Image annotation data

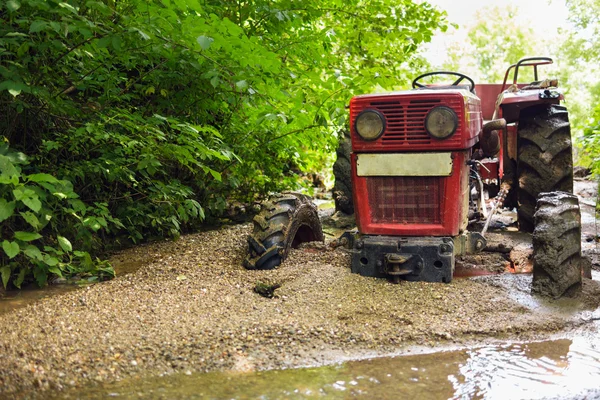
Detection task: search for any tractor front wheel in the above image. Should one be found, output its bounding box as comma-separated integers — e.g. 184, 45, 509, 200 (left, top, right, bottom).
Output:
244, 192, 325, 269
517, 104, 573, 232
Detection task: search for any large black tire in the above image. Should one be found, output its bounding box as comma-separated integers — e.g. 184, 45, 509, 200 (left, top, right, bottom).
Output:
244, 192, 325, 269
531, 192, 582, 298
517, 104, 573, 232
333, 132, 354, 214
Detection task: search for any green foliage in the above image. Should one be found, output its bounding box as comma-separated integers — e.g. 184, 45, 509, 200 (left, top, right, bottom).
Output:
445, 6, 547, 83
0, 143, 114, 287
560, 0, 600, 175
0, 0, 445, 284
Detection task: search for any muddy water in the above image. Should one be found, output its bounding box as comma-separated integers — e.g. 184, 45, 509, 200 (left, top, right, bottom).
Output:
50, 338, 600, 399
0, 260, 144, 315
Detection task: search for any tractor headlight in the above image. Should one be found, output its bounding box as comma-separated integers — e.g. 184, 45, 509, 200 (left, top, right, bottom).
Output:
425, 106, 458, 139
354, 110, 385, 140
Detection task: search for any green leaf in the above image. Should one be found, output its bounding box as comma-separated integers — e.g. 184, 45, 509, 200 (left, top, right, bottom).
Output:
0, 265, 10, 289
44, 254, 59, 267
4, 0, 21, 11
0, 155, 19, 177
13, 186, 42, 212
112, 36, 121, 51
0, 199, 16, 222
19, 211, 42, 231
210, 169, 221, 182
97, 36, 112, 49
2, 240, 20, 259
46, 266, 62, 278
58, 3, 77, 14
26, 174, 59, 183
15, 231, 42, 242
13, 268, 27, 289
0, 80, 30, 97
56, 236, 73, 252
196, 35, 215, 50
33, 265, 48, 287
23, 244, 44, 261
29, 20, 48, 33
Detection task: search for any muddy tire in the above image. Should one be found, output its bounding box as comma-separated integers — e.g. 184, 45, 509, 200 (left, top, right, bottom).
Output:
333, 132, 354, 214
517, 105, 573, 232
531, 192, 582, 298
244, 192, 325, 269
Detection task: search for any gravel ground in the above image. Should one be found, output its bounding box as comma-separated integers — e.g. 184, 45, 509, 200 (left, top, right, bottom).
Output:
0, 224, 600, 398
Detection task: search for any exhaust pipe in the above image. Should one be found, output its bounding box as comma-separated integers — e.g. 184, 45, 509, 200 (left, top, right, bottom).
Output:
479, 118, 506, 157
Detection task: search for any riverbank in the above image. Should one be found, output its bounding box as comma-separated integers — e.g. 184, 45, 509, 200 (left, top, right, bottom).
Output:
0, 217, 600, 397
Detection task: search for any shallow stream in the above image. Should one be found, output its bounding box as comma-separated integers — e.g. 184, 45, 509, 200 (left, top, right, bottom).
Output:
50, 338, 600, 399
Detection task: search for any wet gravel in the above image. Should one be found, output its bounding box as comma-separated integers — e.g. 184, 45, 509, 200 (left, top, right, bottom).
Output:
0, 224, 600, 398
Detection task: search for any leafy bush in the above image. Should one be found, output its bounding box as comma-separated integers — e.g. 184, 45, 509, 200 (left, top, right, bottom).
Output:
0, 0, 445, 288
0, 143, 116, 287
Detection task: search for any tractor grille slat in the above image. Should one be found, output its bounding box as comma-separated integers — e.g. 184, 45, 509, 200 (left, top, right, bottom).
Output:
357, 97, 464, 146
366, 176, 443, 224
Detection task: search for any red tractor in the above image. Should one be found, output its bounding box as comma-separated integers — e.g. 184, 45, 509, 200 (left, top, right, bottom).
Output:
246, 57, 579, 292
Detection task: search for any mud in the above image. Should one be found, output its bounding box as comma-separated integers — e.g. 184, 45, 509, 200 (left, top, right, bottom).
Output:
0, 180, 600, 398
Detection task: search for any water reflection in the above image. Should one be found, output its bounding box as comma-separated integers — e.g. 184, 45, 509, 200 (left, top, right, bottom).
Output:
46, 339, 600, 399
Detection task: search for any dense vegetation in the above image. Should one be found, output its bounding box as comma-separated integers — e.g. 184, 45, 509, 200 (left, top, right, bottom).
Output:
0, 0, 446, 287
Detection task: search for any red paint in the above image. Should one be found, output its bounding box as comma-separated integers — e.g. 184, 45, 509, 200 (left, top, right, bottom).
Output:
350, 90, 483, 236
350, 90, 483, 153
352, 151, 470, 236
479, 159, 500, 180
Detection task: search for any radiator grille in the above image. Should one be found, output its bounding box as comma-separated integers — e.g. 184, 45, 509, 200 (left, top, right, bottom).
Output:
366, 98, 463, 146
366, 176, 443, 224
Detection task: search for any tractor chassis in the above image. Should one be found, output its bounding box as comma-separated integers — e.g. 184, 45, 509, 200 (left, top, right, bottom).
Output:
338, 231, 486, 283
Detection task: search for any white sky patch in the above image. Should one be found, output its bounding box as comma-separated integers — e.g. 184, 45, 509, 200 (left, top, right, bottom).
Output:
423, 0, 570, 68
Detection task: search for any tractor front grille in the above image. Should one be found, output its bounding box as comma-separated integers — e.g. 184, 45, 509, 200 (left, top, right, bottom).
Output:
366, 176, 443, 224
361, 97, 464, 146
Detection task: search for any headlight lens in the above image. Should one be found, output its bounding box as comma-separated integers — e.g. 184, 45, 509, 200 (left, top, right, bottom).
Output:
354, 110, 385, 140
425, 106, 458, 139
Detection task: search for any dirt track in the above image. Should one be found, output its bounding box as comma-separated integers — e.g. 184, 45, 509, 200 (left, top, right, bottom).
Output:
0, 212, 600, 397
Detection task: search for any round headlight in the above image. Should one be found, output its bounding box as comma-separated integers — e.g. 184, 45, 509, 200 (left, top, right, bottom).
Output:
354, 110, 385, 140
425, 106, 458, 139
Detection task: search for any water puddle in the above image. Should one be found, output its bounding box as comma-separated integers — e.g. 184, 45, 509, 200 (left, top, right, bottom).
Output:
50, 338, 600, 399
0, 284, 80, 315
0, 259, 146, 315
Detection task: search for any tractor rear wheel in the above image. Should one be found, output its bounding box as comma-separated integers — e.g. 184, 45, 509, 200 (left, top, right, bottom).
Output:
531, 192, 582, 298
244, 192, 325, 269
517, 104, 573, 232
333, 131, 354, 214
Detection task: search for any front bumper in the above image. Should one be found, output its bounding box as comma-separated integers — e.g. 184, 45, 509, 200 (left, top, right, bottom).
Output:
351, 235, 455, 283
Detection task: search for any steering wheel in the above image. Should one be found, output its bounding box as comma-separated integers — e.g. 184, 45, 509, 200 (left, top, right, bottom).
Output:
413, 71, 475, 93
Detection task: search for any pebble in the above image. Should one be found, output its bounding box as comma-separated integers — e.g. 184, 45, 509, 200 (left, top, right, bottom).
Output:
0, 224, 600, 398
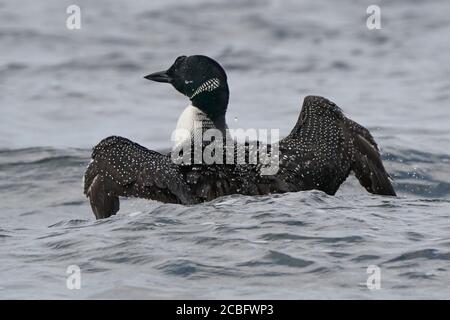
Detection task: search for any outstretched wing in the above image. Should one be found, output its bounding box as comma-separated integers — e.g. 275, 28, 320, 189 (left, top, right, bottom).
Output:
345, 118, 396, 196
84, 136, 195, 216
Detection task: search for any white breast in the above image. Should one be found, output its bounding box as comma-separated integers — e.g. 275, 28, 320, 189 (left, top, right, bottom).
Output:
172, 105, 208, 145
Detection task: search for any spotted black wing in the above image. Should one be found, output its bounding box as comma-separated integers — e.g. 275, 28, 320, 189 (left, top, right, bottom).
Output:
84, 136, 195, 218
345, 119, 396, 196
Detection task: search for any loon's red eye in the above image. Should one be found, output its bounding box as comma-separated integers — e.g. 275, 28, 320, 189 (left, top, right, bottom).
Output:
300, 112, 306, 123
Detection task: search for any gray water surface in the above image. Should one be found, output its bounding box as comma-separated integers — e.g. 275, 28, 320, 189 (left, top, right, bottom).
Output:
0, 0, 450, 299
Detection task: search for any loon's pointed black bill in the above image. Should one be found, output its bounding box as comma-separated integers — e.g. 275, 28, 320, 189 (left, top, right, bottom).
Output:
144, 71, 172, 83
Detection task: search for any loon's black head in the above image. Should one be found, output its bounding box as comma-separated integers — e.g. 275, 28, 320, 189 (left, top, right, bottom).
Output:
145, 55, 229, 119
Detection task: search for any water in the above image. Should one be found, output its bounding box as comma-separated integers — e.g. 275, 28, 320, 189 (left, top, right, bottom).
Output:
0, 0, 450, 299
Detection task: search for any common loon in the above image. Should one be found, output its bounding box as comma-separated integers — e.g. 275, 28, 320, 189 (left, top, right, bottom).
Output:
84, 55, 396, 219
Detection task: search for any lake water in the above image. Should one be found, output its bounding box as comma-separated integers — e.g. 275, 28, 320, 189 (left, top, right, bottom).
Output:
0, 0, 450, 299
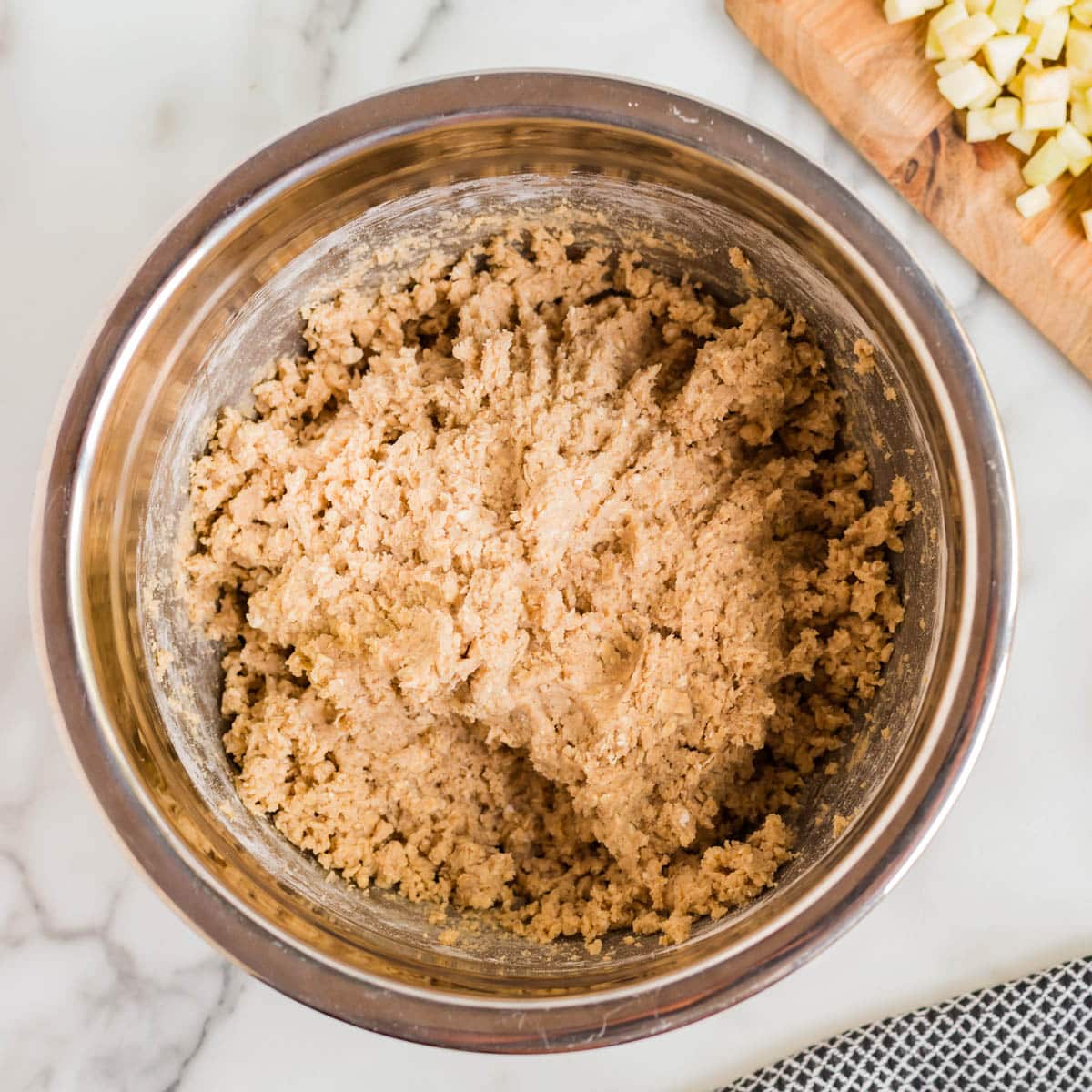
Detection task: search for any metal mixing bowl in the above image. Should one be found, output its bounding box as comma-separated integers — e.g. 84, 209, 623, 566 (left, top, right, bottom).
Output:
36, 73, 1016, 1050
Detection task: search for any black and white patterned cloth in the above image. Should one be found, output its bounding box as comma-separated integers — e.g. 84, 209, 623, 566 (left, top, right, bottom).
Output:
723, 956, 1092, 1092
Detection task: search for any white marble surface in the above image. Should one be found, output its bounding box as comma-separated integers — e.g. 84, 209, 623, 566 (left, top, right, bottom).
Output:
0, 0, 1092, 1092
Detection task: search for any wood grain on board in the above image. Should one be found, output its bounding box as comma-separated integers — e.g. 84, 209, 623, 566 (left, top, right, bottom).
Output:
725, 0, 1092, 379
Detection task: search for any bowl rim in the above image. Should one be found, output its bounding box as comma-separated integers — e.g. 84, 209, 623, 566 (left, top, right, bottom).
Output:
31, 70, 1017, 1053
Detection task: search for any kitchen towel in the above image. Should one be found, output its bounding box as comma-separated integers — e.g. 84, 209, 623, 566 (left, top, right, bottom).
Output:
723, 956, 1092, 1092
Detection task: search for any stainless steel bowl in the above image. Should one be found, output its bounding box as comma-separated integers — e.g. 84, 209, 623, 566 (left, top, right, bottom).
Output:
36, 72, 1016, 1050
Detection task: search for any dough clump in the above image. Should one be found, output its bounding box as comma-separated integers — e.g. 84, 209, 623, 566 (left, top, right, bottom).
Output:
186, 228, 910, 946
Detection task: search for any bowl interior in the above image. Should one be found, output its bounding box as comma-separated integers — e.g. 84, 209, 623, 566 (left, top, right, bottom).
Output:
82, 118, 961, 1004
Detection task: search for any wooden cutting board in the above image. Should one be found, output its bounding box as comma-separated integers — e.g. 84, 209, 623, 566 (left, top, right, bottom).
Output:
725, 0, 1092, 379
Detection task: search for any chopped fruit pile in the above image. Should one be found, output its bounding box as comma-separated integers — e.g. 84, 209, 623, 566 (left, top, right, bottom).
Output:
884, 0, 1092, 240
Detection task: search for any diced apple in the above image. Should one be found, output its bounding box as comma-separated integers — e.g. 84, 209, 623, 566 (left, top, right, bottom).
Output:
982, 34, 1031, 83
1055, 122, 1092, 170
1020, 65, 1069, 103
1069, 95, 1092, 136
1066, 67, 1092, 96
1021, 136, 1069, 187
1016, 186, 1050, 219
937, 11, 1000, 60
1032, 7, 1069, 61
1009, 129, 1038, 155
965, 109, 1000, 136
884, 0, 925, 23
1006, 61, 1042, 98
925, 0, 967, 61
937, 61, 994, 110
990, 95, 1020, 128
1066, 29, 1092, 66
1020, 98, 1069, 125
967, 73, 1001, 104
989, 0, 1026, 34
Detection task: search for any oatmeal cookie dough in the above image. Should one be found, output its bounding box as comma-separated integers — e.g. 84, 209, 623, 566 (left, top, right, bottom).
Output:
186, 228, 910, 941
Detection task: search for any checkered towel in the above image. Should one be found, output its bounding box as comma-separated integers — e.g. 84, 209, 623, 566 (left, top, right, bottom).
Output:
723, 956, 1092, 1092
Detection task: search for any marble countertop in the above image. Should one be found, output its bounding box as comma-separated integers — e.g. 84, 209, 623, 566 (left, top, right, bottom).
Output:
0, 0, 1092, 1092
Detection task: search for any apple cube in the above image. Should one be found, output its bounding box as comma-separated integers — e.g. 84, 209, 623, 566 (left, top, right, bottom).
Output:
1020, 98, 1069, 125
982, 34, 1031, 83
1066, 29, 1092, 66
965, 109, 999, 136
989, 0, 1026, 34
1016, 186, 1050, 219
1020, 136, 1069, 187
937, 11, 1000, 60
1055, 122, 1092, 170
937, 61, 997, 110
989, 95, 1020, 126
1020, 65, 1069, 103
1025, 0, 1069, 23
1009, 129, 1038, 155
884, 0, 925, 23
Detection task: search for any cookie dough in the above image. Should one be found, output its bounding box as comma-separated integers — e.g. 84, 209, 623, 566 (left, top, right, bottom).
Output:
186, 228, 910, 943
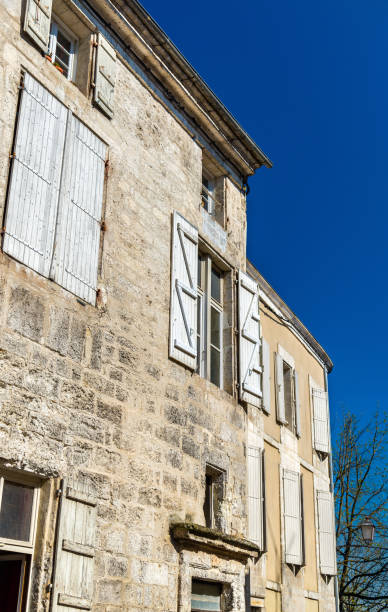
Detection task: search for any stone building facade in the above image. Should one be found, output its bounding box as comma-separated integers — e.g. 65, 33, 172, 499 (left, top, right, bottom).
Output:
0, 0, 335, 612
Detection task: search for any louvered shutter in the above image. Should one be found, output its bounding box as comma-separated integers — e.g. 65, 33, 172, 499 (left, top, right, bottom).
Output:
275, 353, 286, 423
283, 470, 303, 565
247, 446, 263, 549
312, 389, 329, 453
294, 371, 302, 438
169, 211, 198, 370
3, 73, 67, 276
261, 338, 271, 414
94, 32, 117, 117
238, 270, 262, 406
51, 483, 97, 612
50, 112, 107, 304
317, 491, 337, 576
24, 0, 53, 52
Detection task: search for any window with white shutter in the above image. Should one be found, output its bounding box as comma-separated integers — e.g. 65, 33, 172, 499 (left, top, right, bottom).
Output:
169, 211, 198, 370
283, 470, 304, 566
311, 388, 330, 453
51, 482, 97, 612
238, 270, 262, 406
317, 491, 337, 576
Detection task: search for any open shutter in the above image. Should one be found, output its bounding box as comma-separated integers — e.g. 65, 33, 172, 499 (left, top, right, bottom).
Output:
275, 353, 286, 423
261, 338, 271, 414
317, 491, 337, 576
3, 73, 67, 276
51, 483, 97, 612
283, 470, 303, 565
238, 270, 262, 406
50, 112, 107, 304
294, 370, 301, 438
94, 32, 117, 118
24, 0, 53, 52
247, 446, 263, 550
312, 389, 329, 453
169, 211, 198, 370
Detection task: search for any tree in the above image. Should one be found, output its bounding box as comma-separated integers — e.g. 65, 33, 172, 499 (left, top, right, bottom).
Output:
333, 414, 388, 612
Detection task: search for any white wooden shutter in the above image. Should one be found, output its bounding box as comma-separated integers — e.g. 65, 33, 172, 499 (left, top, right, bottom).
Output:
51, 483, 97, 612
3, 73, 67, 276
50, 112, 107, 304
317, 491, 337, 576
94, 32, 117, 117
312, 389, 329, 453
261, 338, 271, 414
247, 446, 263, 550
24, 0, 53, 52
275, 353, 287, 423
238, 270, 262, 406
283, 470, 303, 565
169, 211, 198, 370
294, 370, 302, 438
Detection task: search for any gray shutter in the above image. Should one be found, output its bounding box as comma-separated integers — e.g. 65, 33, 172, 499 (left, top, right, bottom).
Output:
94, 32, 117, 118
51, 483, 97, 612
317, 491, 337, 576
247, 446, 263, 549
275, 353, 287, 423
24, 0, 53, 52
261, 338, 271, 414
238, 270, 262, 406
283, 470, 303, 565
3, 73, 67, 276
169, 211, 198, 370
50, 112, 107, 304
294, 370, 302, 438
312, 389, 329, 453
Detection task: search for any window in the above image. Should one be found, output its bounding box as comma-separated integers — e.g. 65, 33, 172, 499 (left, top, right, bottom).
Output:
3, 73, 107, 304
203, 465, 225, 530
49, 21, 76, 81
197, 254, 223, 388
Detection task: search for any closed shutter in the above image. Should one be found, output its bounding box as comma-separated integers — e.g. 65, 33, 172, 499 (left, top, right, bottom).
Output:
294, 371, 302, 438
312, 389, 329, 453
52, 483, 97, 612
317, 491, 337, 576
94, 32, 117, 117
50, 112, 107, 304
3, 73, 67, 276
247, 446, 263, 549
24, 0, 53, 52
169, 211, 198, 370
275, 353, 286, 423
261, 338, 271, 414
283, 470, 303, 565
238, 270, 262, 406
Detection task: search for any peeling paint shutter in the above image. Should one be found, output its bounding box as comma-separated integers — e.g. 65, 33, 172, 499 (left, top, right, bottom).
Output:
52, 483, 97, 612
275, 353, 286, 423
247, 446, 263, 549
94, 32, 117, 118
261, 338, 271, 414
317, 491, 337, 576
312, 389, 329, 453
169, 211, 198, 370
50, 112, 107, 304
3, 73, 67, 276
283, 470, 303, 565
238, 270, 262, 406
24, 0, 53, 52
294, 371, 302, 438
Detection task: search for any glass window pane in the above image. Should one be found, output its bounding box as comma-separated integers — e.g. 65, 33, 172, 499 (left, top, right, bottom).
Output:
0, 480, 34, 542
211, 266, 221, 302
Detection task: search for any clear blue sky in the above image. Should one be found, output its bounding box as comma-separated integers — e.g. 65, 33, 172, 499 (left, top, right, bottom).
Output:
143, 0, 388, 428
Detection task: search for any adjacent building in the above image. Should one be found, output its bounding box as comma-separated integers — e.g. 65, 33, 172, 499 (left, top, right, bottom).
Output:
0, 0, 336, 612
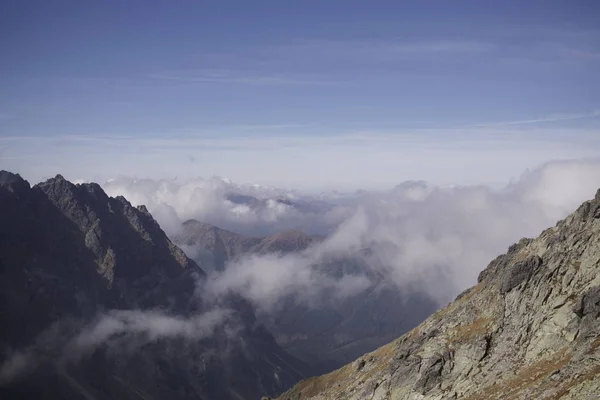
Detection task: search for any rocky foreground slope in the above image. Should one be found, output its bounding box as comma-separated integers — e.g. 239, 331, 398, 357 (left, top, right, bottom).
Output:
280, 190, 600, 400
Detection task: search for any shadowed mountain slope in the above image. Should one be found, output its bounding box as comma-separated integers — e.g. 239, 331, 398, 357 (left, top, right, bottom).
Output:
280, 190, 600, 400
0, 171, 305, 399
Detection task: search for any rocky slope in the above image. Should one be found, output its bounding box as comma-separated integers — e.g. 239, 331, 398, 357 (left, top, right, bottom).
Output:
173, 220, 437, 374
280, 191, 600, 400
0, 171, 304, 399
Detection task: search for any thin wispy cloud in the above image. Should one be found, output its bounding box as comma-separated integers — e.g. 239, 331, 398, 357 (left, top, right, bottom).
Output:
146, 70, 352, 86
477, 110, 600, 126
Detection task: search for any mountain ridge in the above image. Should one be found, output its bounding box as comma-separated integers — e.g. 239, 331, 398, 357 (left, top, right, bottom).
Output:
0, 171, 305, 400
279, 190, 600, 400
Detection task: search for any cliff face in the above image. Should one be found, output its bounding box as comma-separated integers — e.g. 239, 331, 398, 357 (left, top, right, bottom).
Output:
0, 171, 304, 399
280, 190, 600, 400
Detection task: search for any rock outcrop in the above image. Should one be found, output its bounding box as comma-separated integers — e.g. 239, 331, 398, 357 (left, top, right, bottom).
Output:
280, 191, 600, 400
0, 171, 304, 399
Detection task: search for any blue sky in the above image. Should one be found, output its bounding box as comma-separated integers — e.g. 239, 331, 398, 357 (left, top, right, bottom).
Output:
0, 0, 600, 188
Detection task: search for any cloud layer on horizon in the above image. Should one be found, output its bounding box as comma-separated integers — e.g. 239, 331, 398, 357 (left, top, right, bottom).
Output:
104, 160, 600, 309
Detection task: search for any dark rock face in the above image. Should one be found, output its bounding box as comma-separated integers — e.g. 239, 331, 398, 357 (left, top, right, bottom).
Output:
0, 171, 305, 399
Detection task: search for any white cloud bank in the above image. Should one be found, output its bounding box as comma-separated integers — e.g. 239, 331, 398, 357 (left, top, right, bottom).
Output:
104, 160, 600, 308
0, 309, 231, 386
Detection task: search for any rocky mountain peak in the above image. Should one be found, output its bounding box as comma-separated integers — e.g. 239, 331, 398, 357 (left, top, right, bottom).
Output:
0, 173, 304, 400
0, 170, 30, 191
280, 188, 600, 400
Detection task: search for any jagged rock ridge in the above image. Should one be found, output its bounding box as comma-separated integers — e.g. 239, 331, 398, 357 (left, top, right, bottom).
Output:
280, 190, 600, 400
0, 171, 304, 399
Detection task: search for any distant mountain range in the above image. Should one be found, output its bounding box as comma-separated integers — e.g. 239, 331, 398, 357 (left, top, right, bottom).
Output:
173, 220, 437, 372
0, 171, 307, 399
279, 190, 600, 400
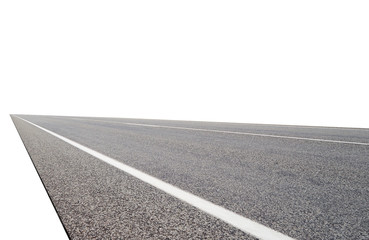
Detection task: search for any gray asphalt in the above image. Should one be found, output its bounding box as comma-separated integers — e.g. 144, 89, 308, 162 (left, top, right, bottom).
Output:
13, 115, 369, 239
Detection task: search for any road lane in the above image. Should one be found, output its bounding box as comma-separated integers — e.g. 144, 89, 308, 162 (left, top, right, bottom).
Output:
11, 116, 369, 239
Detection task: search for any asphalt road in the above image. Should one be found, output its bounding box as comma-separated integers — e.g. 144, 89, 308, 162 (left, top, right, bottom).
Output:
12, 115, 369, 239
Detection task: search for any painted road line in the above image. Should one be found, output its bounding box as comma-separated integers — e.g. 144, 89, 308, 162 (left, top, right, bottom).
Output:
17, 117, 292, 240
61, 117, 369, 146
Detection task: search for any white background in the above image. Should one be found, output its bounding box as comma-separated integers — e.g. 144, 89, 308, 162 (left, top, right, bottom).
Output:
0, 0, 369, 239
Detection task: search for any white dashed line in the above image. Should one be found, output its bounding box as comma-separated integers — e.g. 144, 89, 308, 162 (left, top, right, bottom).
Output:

◆ Challenge
Arrange the lines of the listing, starting at the line containing "Detection task: search for any water puddle" and ending at the line containing "84, 136, 195, 216", both included, as a numbered list without blank lines. Leave the pictures out.

◆ Result
1. Detection task: search for any water puddle in the above image. Should one be found, output its bounding box as comma-separated integers — e.g. 184, 45, 509, 200 (left, top, right, bottom).
2. Output:
3. 50, 338, 600, 399
4. 0, 284, 80, 315
5. 0, 259, 146, 315
6. Detection task: search for any tractor rear wheel in the above image. Should one be found, output its bounding box as comma-separated integers — e.g. 184, 45, 509, 200 (left, top, right, bottom).
7. Output:
8. 531, 192, 582, 298
9. 244, 192, 325, 269
10. 517, 104, 573, 232
11. 333, 131, 354, 214
12. Detection task: search for any front bumper in the above image. Should one be found, output its bounding box as comma-separated integers — e.g. 184, 45, 509, 200 (left, top, right, bottom).
13. Output:
14. 351, 235, 455, 283
15. Detection task: search for any steering wheel in the above image. Should one be found, output its bounding box as comma-separated integers — e.g. 184, 45, 509, 200 (left, top, right, bottom).
16. Output:
17. 413, 71, 475, 93
18. Detection task: search for any pebble in the above image. Should one be found, output its bounding box as comma-separated integers — e.g. 184, 45, 509, 200 (left, top, right, bottom).
19. Output:
20. 0, 224, 600, 398
21. Detection task: search for any outstretched wing in the above image. Should one be found, output its bounding box as comma-separated integers — e.g. 275, 28, 320, 189 (left, top, right, bottom).
22. Output:
23. 345, 118, 396, 196
24. 84, 136, 195, 216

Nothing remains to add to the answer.